▶ _WHAT IS REQUIRED_
The response should consist of every record, reproduced exactly.

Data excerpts
□ □ □ □ □

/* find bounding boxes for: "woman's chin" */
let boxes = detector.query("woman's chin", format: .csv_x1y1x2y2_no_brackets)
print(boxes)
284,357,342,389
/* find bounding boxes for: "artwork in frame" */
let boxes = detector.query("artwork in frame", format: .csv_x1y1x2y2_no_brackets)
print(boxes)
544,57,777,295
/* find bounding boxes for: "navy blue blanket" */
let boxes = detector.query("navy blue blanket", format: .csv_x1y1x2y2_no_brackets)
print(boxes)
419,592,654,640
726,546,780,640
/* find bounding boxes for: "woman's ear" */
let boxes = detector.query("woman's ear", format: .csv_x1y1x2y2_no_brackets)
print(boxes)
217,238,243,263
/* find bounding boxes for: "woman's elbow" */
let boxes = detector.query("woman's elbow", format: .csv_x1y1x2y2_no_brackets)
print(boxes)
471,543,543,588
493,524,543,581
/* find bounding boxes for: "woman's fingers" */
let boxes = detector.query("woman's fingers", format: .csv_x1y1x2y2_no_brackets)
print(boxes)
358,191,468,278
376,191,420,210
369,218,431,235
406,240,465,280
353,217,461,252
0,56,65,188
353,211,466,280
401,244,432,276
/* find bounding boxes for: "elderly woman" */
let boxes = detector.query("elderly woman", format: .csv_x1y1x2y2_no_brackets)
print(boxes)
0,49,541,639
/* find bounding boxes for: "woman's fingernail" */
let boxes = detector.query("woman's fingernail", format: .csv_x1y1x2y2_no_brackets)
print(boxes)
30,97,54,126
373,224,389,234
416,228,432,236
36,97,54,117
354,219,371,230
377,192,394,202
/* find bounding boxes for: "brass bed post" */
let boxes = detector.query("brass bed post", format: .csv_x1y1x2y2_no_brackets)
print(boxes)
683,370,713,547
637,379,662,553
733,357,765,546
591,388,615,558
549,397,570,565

□ □ □ □ □

▶ _TASK RESPONSE_
/* find bounding boxes for: "woman's chin" */
let boxes = detector.query("woman's chin", format: .csv_x1y1x2y2_no_brackets)
print(boxes)
284,357,342,389
/* find bounding boxes for: "artwork in frame" */
let boxes = detector.query("artwork in frame", format: .csv_x1y1x2y2_no_brackets)
print(boxes)
544,57,777,295
/* find bounding boxes for: "navy blue blanket" */
let boxes = detector.query("navy blue blanket", format: .csv_x1y1x2y2_no_brackets)
print(boxes)
419,592,654,640
726,546,780,640
/* find bounding boxes for: "woman's ear" */
let boxes = detector.query("woman's ear", format: .csv_x1y1x2y2_no_brackets)
print(boxes)
217,238,243,263
/* find bounding boxes for: "woman's elbow" */
let boxes = detector.query("woman's elbow", format: .csv_x1y1x2y2_no_brackets)
print(boxes)
471,543,543,588
493,524,543,581
/* find bounding boxes for: "woman's fingers" */
let boxes = detector.query("woman's fingers", format: .csv_x1y1x2y2_no_brackets)
print(boxes)
358,191,468,278
376,191,420,210
369,218,431,235
406,240,465,280
353,217,461,252
0,56,65,188
353,211,466,280
401,244,432,276
/* find bounding boxes for: "elderly woman" */
let boxes = detector.query("elderly woman", format: .csv_x1y1x2y2_no_brackets)
print(boxes)
0,49,541,639
/* find bounding boxes for: "woman's fingernail" */
let boxes = detector.query("woman's fingernail", format: .csv_x1y1x2y2_no_brackets)
print(boxes)
30,97,54,126
373,224,389,234
416,228,432,236
36,97,54,117
354,219,371,230
377,192,394,202
/* find bounding boxes for: "brass bed post" */
let boxes = detector.query("brass bed post", format: .csv_x1y1x2y2_no_brackets)
print(boxes)
683,370,713,547
637,379,662,553
733,357,765,546
591,388,615,558
549,397,570,565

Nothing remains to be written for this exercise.